WHAT THIS TASK INVOLVES: Without including the pictures, copy out every line below.

PROVIDED RECORDS:
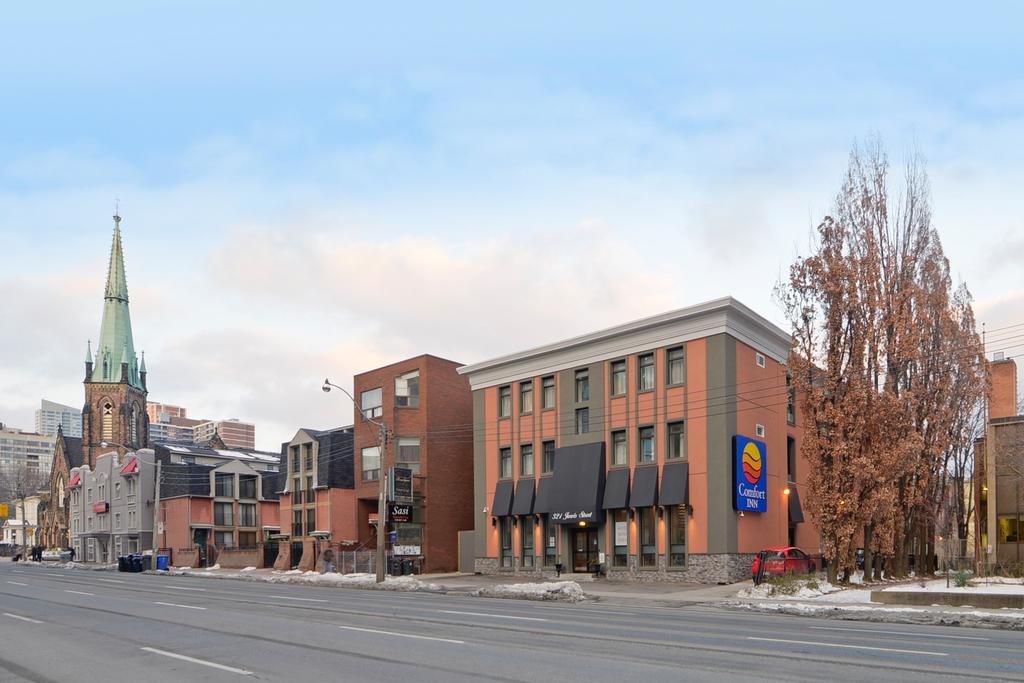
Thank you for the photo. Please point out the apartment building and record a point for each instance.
(665, 449)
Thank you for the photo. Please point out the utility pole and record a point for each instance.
(382, 505)
(156, 518)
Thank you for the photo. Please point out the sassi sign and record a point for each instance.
(750, 474)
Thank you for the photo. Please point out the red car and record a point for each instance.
(780, 561)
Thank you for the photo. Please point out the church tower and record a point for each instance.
(115, 381)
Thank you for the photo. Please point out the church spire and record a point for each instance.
(115, 337)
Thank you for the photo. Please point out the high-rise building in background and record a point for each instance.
(18, 447)
(50, 416)
(171, 424)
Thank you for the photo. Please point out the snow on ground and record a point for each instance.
(1001, 587)
(568, 591)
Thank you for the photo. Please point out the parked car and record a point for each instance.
(778, 561)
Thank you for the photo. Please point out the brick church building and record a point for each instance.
(114, 412)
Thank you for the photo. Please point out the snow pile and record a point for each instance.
(567, 591)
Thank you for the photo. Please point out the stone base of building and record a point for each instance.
(700, 568)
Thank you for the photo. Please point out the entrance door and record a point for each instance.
(584, 549)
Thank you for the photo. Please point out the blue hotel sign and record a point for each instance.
(750, 474)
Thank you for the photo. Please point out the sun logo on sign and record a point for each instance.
(752, 463)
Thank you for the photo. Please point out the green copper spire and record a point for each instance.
(115, 346)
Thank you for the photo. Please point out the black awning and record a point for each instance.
(796, 512)
(644, 486)
(542, 504)
(578, 484)
(522, 504)
(503, 500)
(616, 489)
(675, 484)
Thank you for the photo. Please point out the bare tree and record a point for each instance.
(17, 482)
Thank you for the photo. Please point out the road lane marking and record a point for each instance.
(172, 604)
(848, 647)
(897, 633)
(24, 619)
(212, 665)
(402, 635)
(523, 619)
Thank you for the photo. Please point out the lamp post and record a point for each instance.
(381, 477)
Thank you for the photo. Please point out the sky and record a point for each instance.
(315, 189)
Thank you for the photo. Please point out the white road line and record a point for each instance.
(171, 604)
(524, 619)
(402, 635)
(212, 665)
(848, 647)
(24, 619)
(897, 633)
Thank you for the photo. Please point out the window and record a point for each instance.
(407, 389)
(646, 444)
(791, 458)
(677, 536)
(526, 536)
(550, 535)
(247, 485)
(617, 378)
(372, 402)
(505, 463)
(645, 376)
(505, 401)
(247, 514)
(548, 458)
(583, 385)
(371, 463)
(247, 540)
(677, 366)
(548, 391)
(224, 485)
(620, 449)
(525, 396)
(526, 460)
(648, 540)
(409, 454)
(583, 420)
(223, 514)
(677, 441)
(621, 540)
(506, 527)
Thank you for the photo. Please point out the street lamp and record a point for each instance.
(381, 477)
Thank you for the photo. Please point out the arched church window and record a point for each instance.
(108, 421)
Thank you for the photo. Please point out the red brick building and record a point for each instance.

ANSWER TO THIS EXERCISE:
Thank you for the photo. Please point out the apartment building and record a point for each instance.
(665, 449)
Thank you for the photo. Please point out the utility pole and record a point for each instance.
(382, 505)
(156, 518)
Thank you for the photo. Please point out the sassi sign and record a point for each instance.
(750, 474)
Thank you for the photo. Please point out the red car and record a point for each instance.
(780, 561)
Thank you for the photo. Please point out the church tower and record a point for each instance.
(115, 381)
Thank you for the photo. Please point out the church spire and record a point for each instance.
(115, 337)
Thank you for the photo. Please point out the high-rise building in background and record a point for each instance.
(18, 447)
(50, 416)
(171, 424)
Thank you for the photo. Please point out the snow on ground and record a point for each instance.
(1001, 587)
(568, 591)
Thank you for the photo. Please point out the parked car and record a point for each instance.
(778, 561)
Thank you for the photo. Please point out the brick church building and record a point for each instance.
(114, 412)
Thank you for the photo. Please point out the snow pile and record a point for each instance.
(567, 591)
Thank you for the photo. Please point out the stone base of building and record a point for each instance.
(700, 568)
Thank you for the photo. Please point out the entrance door and record a point for each instance.
(584, 549)
Thank you for the photo. Please point out the blue hotel sign and record a point for each instance.
(750, 474)
Thank you for the photo. Please point out the sun logo on sign and record a point for each instance.
(752, 463)
Thank you for the photo. Please point out the green copper spire and record a point for each instance.
(115, 346)
Thank you for the photo. Please point out the black awning and record a point for each instance.
(796, 512)
(644, 486)
(542, 504)
(578, 484)
(522, 504)
(503, 500)
(616, 489)
(675, 484)
Thank you for the photo. Please point out the bare tree and record a point for each instance.
(17, 482)
Thank you for the photo. Please point out the road lane marking and record a point for each instance.
(172, 604)
(848, 647)
(897, 633)
(24, 619)
(212, 665)
(402, 635)
(523, 619)
Thank you for the photo. Please point out the lamp post and record a point for each instance.
(381, 477)
Thank you for the photo. Please point out the sky and record a point for each instance.
(315, 189)
Thank you for the photo. Please point out the white road line and record a point for each instance.
(171, 604)
(524, 619)
(402, 635)
(212, 665)
(848, 647)
(24, 619)
(897, 633)
Thank you for the photo. Please point out the window and record a point for each instance.
(407, 389)
(646, 444)
(791, 458)
(677, 536)
(526, 536)
(550, 535)
(247, 485)
(617, 378)
(372, 402)
(505, 463)
(645, 376)
(505, 401)
(247, 514)
(548, 458)
(583, 385)
(371, 463)
(247, 540)
(677, 366)
(548, 391)
(224, 485)
(620, 449)
(525, 396)
(526, 460)
(648, 540)
(409, 454)
(583, 420)
(223, 514)
(677, 441)
(621, 540)
(506, 527)
Thank you for the photo. Please point out the street lamp and record a point for each instance.
(381, 477)
Thank you for the photo. Please point out the arched church window and record a point for each instance.
(108, 421)
Thank you for the photo. Please point out the red brick building and record a point for each instance.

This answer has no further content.